Source data:
┏━━

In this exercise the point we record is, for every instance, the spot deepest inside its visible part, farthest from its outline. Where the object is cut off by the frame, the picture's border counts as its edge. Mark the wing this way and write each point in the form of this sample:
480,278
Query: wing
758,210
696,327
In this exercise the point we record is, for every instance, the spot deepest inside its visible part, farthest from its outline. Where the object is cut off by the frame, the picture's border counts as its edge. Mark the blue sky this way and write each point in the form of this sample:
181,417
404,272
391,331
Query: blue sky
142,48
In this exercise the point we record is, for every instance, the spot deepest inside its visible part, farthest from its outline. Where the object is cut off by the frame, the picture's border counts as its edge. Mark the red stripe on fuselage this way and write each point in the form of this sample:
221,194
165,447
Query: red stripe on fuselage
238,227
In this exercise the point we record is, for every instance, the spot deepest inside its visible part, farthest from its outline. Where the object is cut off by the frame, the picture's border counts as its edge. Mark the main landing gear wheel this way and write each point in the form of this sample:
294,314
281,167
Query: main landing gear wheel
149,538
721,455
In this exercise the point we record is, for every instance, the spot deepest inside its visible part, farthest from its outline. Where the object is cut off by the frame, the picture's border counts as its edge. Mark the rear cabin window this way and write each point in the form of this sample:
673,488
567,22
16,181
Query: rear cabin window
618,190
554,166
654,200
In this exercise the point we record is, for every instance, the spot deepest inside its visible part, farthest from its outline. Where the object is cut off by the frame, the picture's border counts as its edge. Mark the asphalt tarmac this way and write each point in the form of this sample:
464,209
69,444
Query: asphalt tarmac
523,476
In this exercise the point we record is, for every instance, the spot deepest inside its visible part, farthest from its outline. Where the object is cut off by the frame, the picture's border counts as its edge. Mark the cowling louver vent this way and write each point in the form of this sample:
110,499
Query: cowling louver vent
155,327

┗━━

STATED PROBLEM:
Update the material by replacing every "Query" with "Target" and leaving everything else unchanged.

EXERCISE RESPONSE:
In this exercise the point we record is, for every instance, the spot deepest inside its visible part, farthest from its outline. Where the object is cut off by the frame, the picture's border counts as its edge. Mark the wing this way and write each point in the form of this sample:
480,278
Target: wing
758,210
696,327
In this exercise the point we record is, for every instance, the spot deepest inside its visible part, farthest from its outline. Where the object is cut off by the frame, the picture's border counts as its edge. Mark the blue sky this way and write each point in the form of this sample:
181,417
404,272
391,331
Target: blue sky
142,48
In this exercise the point we record is, for every instance, the spot deepest inside its visible part, farthest from its outline. Where the object is cut off by the frame, the picture's border counts as its edge. Mark the red stripe on fuselage this way and write each point in the form of this sample:
221,194
165,447
Target: red stripe on fuselage
238,227
In this exercise the point we record is, for every instance, the spot deepest inside its visible part, farthest from its outline. Where the object is cut off by the frame, the picture's border counts as its edge. Mark the main landing gear wheel this way and write each point in the form of this sample:
294,314
281,167
Target: main landing gear wheel
149,538
721,455
In this exercise the point we record is, for every instance, the spot deepest inside its visible part, farthest from its outline. Where the object is cut off by the frame, the picture's border counts as its edge. Mark the rear cabin window this way and write each point in the form of this sample:
673,488
567,22
16,181
Target: rear cabin window
618,190
554,166
654,200
In this exercise the point we record is, for every instance, the spot deepest inside its visible part, farthest from its outline. Where the object is cut off by the frame, the picture's border counts as its edge. Mark the asphalt tarmac this way and write each point in the form of this sample:
464,209
69,444
Target: asphalt tarmac
523,476
In this exercise the point we record is, for every instance, the spot deepest inside its visible part, farthest from its outline. Where the object is cut off by the frame, the picture's border counts as its edge. Mark the cowling louver vent this way and write each point in the form of this sample:
110,499
Target: cowling louver vent
155,327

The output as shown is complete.